STATED EXERCISE: Please count the lines in the entries below that contain the string "mask", where case counts, and give only the number.
***** SUPPLIED ENTRIES *****
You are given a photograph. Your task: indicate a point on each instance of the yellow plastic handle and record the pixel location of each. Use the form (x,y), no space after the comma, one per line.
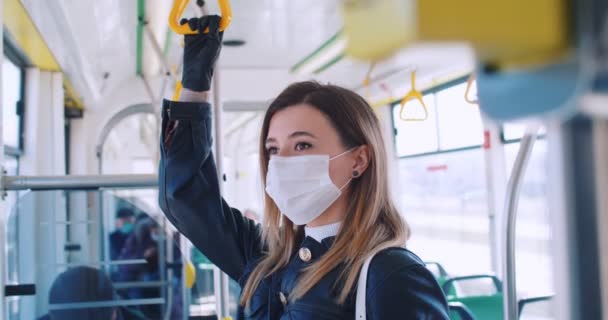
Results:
(179,6)
(466,92)
(413,95)
(367,81)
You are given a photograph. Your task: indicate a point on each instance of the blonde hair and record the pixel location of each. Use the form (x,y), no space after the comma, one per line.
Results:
(373,220)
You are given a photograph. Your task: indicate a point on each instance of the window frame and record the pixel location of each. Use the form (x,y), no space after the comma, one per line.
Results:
(432,90)
(18,59)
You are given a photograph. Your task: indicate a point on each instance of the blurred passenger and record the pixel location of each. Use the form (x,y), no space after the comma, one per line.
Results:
(125,219)
(142,244)
(85,284)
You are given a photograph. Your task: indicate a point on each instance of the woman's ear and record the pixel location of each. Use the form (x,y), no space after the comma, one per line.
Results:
(361,156)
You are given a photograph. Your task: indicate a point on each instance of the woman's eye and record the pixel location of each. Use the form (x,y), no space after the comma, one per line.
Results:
(303,146)
(272,150)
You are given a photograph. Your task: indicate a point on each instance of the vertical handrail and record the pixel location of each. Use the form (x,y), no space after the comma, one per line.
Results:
(511,202)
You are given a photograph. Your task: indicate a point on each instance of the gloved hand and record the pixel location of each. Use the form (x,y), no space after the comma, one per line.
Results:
(201,52)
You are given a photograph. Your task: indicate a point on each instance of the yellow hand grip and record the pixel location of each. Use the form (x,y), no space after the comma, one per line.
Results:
(367,81)
(178,90)
(179,6)
(190,274)
(413,94)
(466,92)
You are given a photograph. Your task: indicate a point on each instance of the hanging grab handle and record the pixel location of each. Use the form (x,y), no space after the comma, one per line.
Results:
(367,82)
(467,91)
(413,95)
(179,6)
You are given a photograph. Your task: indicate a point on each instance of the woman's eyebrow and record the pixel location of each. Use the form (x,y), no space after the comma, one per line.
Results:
(302,134)
(293,135)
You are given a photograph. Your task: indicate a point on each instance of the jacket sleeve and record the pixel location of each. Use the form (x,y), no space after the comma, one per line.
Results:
(410,292)
(189,190)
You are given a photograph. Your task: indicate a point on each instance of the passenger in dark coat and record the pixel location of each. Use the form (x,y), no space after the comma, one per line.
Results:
(125,219)
(142,244)
(304,260)
(85,284)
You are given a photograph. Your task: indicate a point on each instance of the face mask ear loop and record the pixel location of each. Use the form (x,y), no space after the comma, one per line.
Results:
(343,153)
(347,182)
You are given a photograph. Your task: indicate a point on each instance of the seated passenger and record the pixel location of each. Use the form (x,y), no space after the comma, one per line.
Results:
(142,244)
(85,284)
(327,204)
(124,227)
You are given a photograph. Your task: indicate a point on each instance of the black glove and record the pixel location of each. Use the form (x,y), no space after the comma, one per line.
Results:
(201,52)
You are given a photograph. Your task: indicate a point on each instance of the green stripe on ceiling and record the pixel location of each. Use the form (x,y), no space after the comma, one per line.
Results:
(311,56)
(141,15)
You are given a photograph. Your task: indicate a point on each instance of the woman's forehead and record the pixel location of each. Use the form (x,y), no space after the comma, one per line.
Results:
(299,118)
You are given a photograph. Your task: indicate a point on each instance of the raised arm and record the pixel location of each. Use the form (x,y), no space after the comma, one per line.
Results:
(188,182)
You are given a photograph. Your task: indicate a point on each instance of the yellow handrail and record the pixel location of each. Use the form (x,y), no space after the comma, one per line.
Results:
(367,81)
(413,94)
(466,92)
(179,6)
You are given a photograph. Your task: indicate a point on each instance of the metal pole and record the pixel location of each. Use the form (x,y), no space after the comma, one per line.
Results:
(222,304)
(511,203)
(79,182)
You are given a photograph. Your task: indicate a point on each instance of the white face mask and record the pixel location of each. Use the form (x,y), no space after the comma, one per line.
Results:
(301,187)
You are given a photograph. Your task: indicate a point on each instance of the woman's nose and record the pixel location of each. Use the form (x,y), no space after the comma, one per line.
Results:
(284,152)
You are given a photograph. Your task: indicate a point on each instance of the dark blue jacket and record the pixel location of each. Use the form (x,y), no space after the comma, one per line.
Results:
(399,285)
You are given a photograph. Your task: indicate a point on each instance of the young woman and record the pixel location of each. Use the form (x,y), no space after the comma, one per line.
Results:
(327,203)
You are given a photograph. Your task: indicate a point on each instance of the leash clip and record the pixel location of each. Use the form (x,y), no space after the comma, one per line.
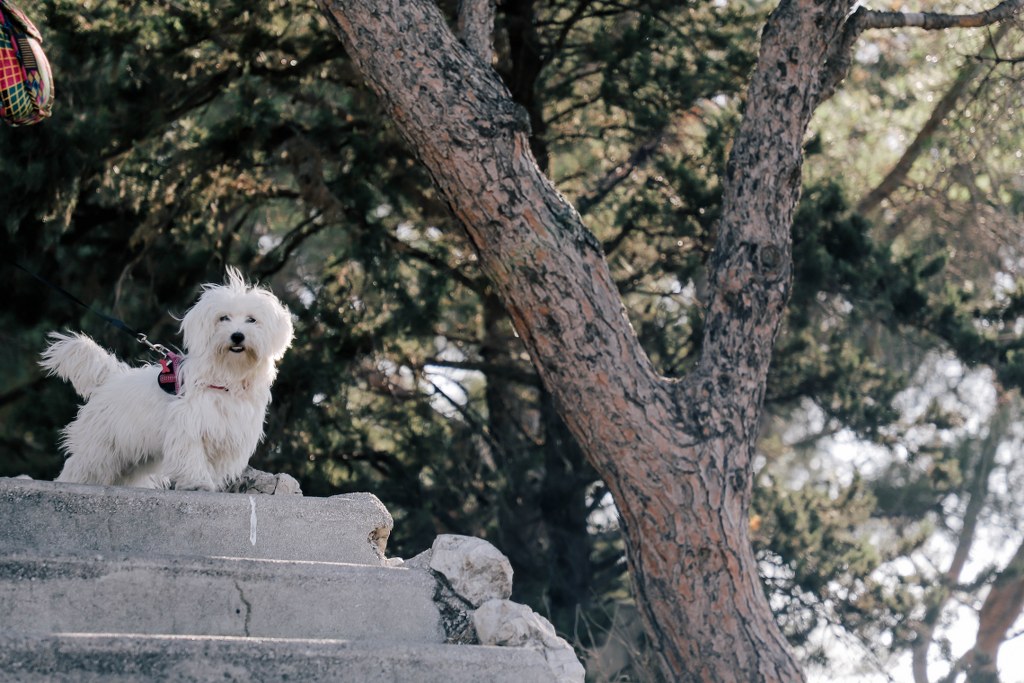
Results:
(159,348)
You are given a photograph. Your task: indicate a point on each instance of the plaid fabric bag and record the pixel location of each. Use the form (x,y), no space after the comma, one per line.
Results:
(26,82)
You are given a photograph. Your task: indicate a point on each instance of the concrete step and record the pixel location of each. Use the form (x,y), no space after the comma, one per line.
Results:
(116,658)
(79,519)
(218,597)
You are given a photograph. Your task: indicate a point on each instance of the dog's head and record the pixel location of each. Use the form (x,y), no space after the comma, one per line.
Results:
(238,323)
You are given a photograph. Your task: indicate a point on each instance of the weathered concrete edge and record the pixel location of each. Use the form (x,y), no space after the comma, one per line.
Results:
(218,596)
(350,527)
(122,657)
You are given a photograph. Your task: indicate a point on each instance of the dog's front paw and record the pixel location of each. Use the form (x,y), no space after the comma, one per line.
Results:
(190,484)
(161,483)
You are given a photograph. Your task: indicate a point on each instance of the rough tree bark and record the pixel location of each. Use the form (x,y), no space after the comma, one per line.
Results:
(676,455)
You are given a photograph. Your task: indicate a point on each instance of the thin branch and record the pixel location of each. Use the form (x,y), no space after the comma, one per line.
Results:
(871,18)
(899,172)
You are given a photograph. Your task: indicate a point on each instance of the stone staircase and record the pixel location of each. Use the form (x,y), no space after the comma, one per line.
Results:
(113,584)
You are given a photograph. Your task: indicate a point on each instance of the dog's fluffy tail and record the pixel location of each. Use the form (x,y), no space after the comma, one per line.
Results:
(80,360)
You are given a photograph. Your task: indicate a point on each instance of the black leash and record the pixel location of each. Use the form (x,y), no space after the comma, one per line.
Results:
(120,325)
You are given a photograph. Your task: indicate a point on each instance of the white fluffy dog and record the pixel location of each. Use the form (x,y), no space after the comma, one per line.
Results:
(132,432)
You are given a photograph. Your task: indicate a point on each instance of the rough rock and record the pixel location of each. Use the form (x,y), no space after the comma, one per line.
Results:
(476,570)
(256,481)
(510,624)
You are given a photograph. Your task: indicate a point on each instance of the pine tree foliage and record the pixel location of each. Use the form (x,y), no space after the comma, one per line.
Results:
(189,135)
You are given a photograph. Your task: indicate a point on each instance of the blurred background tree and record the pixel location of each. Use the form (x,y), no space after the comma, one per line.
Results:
(190,135)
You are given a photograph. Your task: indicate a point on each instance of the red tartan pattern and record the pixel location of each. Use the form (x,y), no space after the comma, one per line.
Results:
(26,89)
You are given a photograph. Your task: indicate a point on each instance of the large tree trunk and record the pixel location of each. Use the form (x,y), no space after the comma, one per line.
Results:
(675,455)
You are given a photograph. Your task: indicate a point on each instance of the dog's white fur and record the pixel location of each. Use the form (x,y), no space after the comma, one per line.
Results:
(131,432)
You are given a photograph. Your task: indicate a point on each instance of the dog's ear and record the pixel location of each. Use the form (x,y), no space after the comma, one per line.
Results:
(283,330)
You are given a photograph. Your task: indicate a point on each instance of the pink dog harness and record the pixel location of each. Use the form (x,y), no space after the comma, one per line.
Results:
(168,379)
(170,375)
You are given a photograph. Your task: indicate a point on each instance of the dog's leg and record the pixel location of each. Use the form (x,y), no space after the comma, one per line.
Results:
(184,464)
(87,468)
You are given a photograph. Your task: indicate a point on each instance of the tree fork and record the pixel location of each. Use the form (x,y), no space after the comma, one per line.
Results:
(675,455)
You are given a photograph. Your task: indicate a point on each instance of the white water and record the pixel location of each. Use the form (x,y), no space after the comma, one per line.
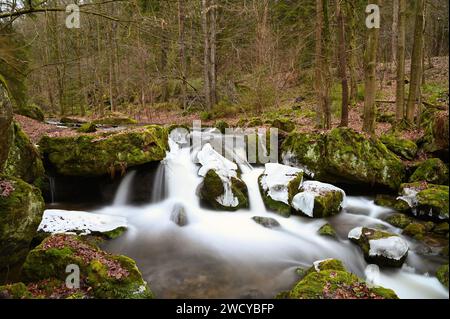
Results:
(227,254)
(124,190)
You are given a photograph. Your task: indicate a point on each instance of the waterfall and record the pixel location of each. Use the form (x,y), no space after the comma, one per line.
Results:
(123,191)
(159,184)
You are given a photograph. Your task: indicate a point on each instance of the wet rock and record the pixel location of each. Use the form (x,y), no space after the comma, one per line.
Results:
(23,159)
(266,221)
(442,275)
(392,202)
(426,199)
(221,188)
(106,276)
(327,230)
(344,156)
(432,170)
(318,200)
(379,247)
(21,208)
(278,185)
(328,279)
(402,147)
(179,216)
(105,154)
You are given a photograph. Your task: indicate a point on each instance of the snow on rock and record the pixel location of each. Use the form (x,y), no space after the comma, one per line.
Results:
(225,169)
(83,223)
(304,201)
(392,247)
(355,233)
(275,180)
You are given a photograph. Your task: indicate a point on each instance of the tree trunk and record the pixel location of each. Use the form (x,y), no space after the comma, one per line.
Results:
(342,63)
(182,48)
(400,61)
(206,55)
(416,62)
(370,62)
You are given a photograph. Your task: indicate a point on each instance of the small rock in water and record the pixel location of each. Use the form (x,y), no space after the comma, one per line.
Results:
(266,221)
(178,215)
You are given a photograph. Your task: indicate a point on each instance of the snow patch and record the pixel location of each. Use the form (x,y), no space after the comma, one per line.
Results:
(83,223)
(275,180)
(355,233)
(392,247)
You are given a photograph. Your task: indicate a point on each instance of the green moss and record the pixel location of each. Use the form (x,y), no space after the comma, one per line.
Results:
(442,275)
(392,202)
(276,206)
(20,214)
(432,170)
(23,159)
(100,155)
(332,281)
(87,128)
(399,220)
(327,230)
(402,147)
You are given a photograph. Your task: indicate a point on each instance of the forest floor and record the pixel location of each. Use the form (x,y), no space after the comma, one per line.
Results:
(435,92)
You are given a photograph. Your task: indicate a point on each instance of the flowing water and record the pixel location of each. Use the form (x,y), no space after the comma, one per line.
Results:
(227,255)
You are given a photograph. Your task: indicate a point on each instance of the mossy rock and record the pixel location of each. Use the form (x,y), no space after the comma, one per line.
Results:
(344,156)
(432,170)
(392,202)
(283,124)
(329,279)
(327,230)
(399,220)
(380,247)
(402,147)
(442,275)
(24,160)
(221,126)
(114,121)
(87,128)
(21,209)
(212,187)
(32,111)
(99,155)
(427,199)
(109,276)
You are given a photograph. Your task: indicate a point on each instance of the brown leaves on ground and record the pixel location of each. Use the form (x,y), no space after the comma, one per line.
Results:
(87,253)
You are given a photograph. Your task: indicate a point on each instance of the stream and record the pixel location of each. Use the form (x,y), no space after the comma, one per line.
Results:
(220,254)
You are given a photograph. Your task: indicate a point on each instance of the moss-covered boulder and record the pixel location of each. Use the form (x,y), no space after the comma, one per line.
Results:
(328,279)
(23,159)
(426,199)
(402,147)
(392,202)
(399,220)
(344,156)
(380,247)
(278,185)
(21,208)
(442,275)
(317,200)
(432,170)
(108,276)
(32,111)
(96,155)
(87,128)
(327,230)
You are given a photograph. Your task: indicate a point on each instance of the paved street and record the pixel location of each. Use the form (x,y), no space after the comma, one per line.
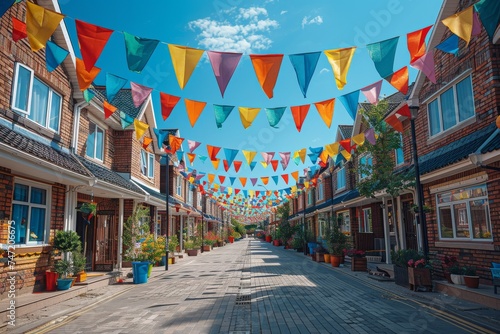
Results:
(253,287)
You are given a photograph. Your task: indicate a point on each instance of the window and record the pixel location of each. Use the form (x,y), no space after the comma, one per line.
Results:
(452,107)
(366,226)
(464,214)
(399,155)
(30,212)
(341,178)
(95,142)
(34,99)
(147,164)
(365,163)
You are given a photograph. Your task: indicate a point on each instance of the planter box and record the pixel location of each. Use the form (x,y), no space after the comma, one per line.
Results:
(419,277)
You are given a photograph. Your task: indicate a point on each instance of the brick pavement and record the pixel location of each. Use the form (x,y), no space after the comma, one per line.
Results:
(253,287)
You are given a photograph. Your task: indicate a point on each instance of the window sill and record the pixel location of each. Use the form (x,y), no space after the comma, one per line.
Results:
(481,245)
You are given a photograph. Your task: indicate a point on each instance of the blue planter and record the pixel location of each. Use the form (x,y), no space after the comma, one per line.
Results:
(140,271)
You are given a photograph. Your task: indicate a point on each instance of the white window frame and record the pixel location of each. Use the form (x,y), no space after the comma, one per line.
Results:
(437,99)
(27,113)
(47,207)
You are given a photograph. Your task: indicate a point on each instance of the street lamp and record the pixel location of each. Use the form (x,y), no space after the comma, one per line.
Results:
(420,197)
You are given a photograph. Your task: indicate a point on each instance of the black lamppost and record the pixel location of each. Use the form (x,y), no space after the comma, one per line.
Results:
(418,185)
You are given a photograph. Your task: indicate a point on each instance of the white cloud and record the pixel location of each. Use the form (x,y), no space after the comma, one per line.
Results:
(315,20)
(243,31)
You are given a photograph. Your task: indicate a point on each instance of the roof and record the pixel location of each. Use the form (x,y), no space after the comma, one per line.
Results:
(40,150)
(459,150)
(107,175)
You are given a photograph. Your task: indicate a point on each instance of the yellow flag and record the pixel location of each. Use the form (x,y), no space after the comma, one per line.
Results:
(340,60)
(359,139)
(461,23)
(40,25)
(249,156)
(184,60)
(248,115)
(140,128)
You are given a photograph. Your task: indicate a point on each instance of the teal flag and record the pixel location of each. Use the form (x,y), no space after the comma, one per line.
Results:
(304,65)
(113,85)
(350,102)
(221,113)
(54,56)
(489,13)
(382,54)
(274,115)
(138,51)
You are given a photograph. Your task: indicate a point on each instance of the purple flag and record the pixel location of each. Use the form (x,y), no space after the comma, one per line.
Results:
(223,64)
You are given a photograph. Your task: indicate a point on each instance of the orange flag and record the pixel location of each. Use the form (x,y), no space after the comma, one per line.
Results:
(416,43)
(40,25)
(109,109)
(267,68)
(168,103)
(92,40)
(85,78)
(194,109)
(299,115)
(399,80)
(325,110)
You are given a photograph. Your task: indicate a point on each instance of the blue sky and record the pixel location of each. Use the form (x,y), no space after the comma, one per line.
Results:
(256,27)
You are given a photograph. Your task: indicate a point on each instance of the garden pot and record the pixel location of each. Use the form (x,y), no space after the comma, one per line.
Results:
(140,272)
(335,260)
(471,281)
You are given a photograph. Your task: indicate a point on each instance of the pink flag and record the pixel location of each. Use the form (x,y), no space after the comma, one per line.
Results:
(372,92)
(426,65)
(139,93)
(193,145)
(223,65)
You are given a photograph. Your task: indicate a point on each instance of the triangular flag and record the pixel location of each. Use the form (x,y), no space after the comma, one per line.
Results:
(184,60)
(325,110)
(372,92)
(449,45)
(138,51)
(340,60)
(193,145)
(304,65)
(40,25)
(92,40)
(274,115)
(194,109)
(416,43)
(425,64)
(350,102)
(140,128)
(382,54)
(18,29)
(139,93)
(249,156)
(168,103)
(109,109)
(113,85)
(221,114)
(247,115)
(267,68)
(489,13)
(54,56)
(85,78)
(223,65)
(399,80)
(299,115)
(461,23)
(212,151)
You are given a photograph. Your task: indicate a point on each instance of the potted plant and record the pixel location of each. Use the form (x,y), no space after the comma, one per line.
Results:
(471,279)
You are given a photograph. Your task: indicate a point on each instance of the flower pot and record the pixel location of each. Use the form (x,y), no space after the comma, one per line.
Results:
(471,281)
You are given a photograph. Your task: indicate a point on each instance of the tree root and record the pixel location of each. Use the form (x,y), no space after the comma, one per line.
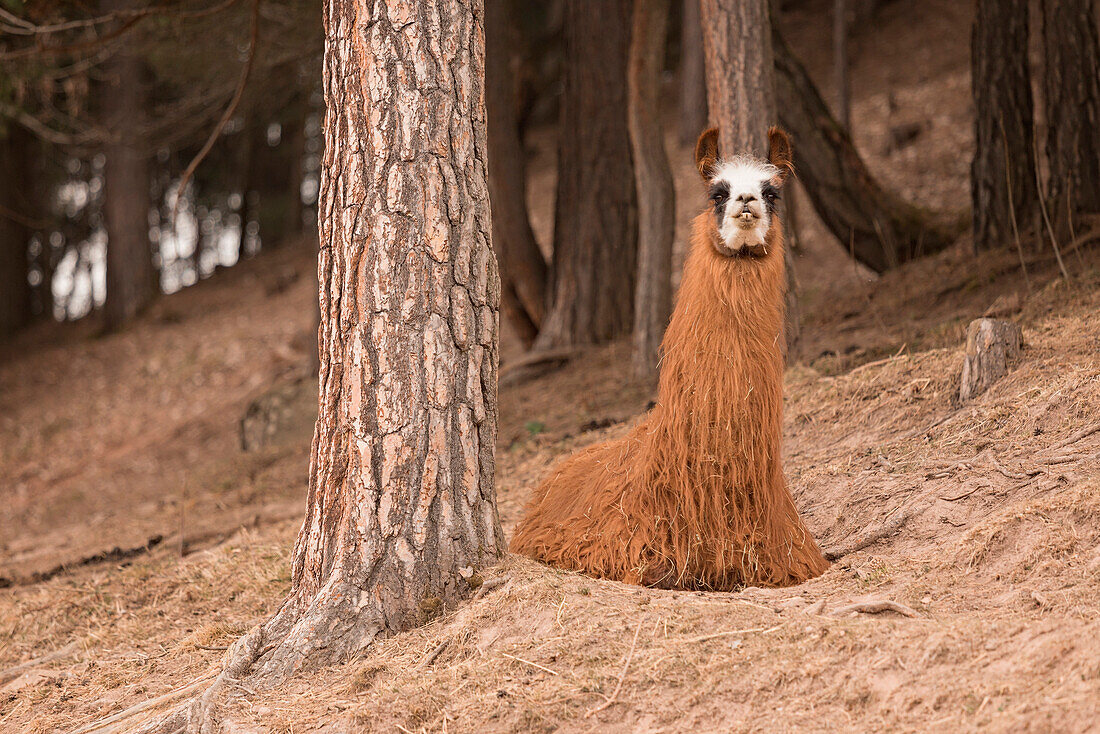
*****
TASK ANSWER: 2